Christoph Hein

Willenbrock

Roman
Cover: Willenbrock
Suhrkamp Verlag, Frankfurt am Main 2000
ISBN 9783518411551
Gebunden, 319 Seiten, 20,35 EUR

Klappentext

Bernd Willenbrock, ehemals Ingenieur in einem DDR-Betrieb, führt in Berlin einen Gebrauchtwagenhandel; ein sympathischer Mann im besten Alter, der sich geschickt mit den Verhältnissen arrangiert. Alles scheint zu stimmen: Die Ehe funktioniert, gemeinsame Wochenendfahrten ins Haus auf dem Lande unterbrechen den Alltag, die Gattin hat Spaß an der Arbeit in der eigenen Boutique. Von Willenbrocks Treffen mit attraktiven Kundinnen bekommt sie nichts mit.

Rezensionsnotiz zu Neue Zürcher Zeitung, 06.07.2000

Rezensentin Dorothea Dieckmann ist wenig davon angetan, wie Christoph Hein in diesem Roman seine an sich gute Idee von Person und Schauplatz der Handlung umsetzt. Protagonist ist ein Gebrauchtwagenhändler in Deutschlands Osten. Er lebt "ein Durchschnittsleben zwischen privatem Eigenheim und einem dieser Autohöfe, der seinen Besitzer reich machte". Der Autohof biete wegen der milieubedingten Zwielichtigkeit einen potentiell interessanten Schauplatz für "Gebrochenheit" und "innere Abgründe" und einen glaubwürdigen Hintergrund für die Darstellung eines "trauriges Daseins". Diese jedoch glaubwürdig darzustellen und mit Leben zu füllen, gelingt Hein nach Auffassung von Dieckmann nicht. So stehe der Aufwand, mit dem diese Erzählung betrieben wird, in keinem Verhältnis zu dem hier transportierten Inhalt. Eine "ermüdende dokumentarische Schlichtheit" läßt nach Auffassung der Rezensentin Brüche vermissen, die "heile Glätte" bleibt "unglaubwürdig", und es bleibt unerreicht, was die Rezensentin als Ziel von Heins Darstellung vermutet: "das Psychogramm eines Gefährdeten in einer gefährlichen Welt".

Rezensionsnotiz zu Die Tageszeitung, 27.06.2000

Dirk Knipphals versucht diesem Roman mit seiner "gewundenen trockenen Sprache" mit einem `Nein danke - aber vielleicht doch` beizukommen. Immer wieder verspürt der Rezensent den Impuls, die langatmige Schilderung der Geschichte eines Gebrauchtwagenhändlers, der trotz wirtschaftlichen Aufstiegs anhaltender Verunsicherung anheimfällt, wegzulegen. Anders als der durchschnittliche Leser mußte Knipphals jedoch seiner beruflichen Verpflichtung folgen, d.h. er hat durchgehalten. Mit zwiespältigem Ergebnis. Hinter der sich windenden Oberfläche entdeckt er "ein ebenso gnadenloses wie beiläufig erzähltes Psychogramm": des Protagonisten, seiner Ehe, seines verunsicherten Mittelstandslebens, das dem Rezensenten zumindest Achtung einflößt. Eine lustvolle Leseempfehlung ist das nicht unbedingt.

Datensätze zur Punktplatzierung:

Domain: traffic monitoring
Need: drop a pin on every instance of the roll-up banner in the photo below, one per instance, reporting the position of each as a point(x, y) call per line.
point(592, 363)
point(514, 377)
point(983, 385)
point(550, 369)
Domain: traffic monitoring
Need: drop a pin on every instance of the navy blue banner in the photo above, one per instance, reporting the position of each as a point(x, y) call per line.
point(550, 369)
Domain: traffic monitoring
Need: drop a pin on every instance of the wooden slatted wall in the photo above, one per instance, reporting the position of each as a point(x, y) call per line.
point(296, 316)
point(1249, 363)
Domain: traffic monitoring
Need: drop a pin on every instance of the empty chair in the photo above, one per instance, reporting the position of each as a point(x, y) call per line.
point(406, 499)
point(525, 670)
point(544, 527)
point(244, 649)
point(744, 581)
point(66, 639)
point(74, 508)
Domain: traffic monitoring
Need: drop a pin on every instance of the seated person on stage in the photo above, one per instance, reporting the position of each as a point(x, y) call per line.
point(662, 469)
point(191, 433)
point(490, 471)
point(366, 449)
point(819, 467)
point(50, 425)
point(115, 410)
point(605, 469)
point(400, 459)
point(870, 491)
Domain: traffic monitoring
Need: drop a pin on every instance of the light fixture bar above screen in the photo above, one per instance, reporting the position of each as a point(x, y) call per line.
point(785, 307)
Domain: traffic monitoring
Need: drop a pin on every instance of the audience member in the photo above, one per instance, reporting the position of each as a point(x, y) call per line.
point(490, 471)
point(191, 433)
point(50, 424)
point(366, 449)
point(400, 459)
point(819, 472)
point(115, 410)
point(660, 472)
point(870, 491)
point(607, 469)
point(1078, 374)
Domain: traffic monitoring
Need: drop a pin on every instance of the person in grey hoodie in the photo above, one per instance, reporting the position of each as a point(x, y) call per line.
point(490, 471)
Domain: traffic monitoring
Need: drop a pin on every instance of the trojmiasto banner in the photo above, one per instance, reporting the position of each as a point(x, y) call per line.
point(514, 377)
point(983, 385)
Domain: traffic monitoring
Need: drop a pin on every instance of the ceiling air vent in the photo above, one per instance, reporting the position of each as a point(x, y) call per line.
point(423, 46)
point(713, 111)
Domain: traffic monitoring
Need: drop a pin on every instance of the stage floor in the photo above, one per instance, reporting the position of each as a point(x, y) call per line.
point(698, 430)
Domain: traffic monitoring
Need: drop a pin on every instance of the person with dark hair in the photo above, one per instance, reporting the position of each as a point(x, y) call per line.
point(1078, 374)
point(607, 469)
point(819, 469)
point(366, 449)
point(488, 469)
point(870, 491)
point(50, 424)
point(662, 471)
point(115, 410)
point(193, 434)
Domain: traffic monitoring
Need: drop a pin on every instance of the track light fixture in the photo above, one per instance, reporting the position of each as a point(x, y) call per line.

Aufgabenstellung 1: Welchen Beruf hatte Bernd Willenbrock laut dem Textauszug früher?
Aufgabenstellung 2: Stimmen die folgenden Aussagen mit dem Textauszug überein? Antworten Sie jeweils mit Ja oder Nein und zitieren Sie die entscheidende Stelle. (a) Die Rezensionsnotiz zur Neuen Zürcher Zeitung bezieht sich auf eine Besprechung von Dorothea Dieckmann. (b) Willenbrocks Frau weiß von seinen Treffen mit Kundinnen. (c) Die gebundene Ausgabe des Romans umfasst 319 Seiten.

Lösung 1: Er war Ingenieur in einem DDR-Betrieb.

Lösung 2:
(a) Ja: „Rezensentin Dorothea Dieckmann ist wenig davon angetan“
(b) Nein: „Von Willenbrocks Treffen mit attraktiven Kundinnen bekommt sie nichts mit.“
(c) Ja: „Gebunden, 319 Seiten, 20,35 EUR“